*** Extract to read Section Begins ***

/nhmr

nhm's rendering engine

Primary LanguageC++

nhmRender version 0.1 alpha
(c)2011 Mark Nelson. all rights reserved

This is a very alpha version of nhm's raytracing engine.  There be dragons
lurking here! This rendering engine was originally based on Jacco Bikker's 
excellent raytracing tutorial located here:

http://www.flipcode.com/archives/Raytracing_Topics_Techniques-Part_1_Introduction.shtml

Portions of the photon mapping engine are based on Toshiya Hachisuka's smallppm
engine:

http://graphics.ucsd.edu/~toshiya/smallppm.cpp

BUILDING

This project was developed with the eclipse CDT. Makefiles are present in 
the Debug and Release directories.  Source code is in the src directory.

Prerequisites:

boost 1.42
libeigen3-dev
libsdl1.2-dev

executable can be built by cding into the Release directory and typing "make".

Here's a basic layout of the src directory structure:

common     - Settings, utilities classes, scene class, other misc stuff
engine     - Raytracing and Photon Mapping engines
materials  - various materials and surfaces
photonmaps - various photonmap data structures for near neighbor searches
primitives - various primitive classes

BUGS

There are many bugs.  I'm sure you will find more.  Specifically the final
gather step is showing some odd speckling.

*** Extract to read Section Ends ***
*** Dataset extract Section Begins ***

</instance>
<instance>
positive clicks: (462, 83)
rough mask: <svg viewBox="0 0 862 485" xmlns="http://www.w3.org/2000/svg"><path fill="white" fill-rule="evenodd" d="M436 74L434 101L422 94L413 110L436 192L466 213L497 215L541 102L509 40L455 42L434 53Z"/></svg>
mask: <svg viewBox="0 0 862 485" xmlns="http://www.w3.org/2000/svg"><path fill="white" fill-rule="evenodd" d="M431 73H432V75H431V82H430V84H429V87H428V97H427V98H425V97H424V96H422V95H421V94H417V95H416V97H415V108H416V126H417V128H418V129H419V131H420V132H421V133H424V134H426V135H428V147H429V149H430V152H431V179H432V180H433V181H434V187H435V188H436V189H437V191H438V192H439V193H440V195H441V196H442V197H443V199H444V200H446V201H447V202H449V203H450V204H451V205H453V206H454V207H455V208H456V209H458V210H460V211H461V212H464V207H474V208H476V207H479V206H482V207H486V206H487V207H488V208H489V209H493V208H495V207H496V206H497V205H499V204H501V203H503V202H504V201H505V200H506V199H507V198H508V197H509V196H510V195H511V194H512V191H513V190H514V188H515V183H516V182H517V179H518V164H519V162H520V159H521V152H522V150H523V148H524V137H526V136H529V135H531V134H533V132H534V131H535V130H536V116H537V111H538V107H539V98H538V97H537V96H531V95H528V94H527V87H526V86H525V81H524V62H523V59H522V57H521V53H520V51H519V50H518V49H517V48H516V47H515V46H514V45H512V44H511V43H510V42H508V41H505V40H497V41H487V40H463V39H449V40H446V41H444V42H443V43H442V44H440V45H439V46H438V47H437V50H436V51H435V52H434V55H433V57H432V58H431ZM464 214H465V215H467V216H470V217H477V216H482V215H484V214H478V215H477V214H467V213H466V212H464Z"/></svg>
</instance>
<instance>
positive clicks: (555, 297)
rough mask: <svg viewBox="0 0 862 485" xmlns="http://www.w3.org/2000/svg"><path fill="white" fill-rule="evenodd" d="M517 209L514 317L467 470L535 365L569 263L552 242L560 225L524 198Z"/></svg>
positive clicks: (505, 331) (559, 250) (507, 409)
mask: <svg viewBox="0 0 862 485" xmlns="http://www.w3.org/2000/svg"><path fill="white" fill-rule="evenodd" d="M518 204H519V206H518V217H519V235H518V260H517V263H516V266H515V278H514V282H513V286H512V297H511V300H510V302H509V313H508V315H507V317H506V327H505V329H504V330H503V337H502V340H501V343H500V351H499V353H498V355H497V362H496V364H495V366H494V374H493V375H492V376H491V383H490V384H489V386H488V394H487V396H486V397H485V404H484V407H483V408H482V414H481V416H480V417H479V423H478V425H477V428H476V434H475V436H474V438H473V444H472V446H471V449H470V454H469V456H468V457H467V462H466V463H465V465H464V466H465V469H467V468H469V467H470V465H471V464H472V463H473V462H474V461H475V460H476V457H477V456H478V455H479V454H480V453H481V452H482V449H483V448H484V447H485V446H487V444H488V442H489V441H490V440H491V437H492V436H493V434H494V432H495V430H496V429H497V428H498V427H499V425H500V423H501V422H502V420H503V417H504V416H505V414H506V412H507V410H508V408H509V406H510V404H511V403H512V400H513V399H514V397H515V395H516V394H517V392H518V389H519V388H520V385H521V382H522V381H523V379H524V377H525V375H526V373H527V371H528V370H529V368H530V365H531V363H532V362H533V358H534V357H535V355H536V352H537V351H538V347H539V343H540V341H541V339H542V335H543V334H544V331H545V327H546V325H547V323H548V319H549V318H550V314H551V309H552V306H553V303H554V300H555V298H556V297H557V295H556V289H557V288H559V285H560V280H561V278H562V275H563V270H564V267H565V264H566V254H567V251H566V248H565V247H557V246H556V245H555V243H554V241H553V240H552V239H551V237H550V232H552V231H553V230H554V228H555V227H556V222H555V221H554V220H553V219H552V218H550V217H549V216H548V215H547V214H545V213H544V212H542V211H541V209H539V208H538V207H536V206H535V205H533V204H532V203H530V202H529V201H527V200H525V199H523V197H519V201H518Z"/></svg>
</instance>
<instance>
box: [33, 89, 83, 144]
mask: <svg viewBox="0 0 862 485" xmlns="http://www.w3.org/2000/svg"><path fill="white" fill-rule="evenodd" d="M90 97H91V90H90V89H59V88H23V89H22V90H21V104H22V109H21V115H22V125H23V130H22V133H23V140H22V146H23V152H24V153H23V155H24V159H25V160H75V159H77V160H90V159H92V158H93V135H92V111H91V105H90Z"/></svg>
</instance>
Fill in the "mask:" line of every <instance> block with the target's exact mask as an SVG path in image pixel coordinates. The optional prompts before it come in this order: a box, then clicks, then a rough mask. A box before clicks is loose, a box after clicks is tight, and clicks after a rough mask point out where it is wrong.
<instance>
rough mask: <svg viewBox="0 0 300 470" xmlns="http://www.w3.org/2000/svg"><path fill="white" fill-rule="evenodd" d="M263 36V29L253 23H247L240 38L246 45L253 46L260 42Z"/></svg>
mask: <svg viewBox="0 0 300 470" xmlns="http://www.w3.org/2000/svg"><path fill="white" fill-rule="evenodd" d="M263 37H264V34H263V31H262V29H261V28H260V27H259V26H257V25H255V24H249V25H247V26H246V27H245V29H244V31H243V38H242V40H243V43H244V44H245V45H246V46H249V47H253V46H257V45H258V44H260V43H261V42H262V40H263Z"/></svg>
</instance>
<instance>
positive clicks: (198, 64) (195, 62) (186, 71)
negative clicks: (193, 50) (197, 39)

*** Dataset extract Section Ends ***

Tasks to complete:
1. In the rendering engine readme, which directory holds the near neighbor search data structures?
2. Please carry the rendering engine readme forward from its last sentence.

Task responses:
1. The photonmaps directory.

2.
EXECUTION

The raytracing engine can be run with several flags to control various
aspects of the rendering:

-w		The width in pixels of the resulting render.
-h		The height in pixels of the resulting render.
-p		The number of photons to shoot into the scene from each light source.
-r		The initial photon radius.
-m		The multiplier to apply to the photon size for each iteration.
-i		Controls how many photon mapping iterations should be performed.
-f		Specify if the finalGather step should be performed (on by default).
-s		The number of samples to use for the final gather step.

TODO

- Fix final gather step.
- Make scene dynamically loadable from file.
- Implement Russian roulette algorithm for reflection/refraction of photons.
- Implement refraction of photons and model caustics.
- Implement polygons.
- Try combo hashgrid/kd-tree implementation for near-neighbor search.
- Parallelize the outer loop for multiple iterations.
- Profiling/Optimization.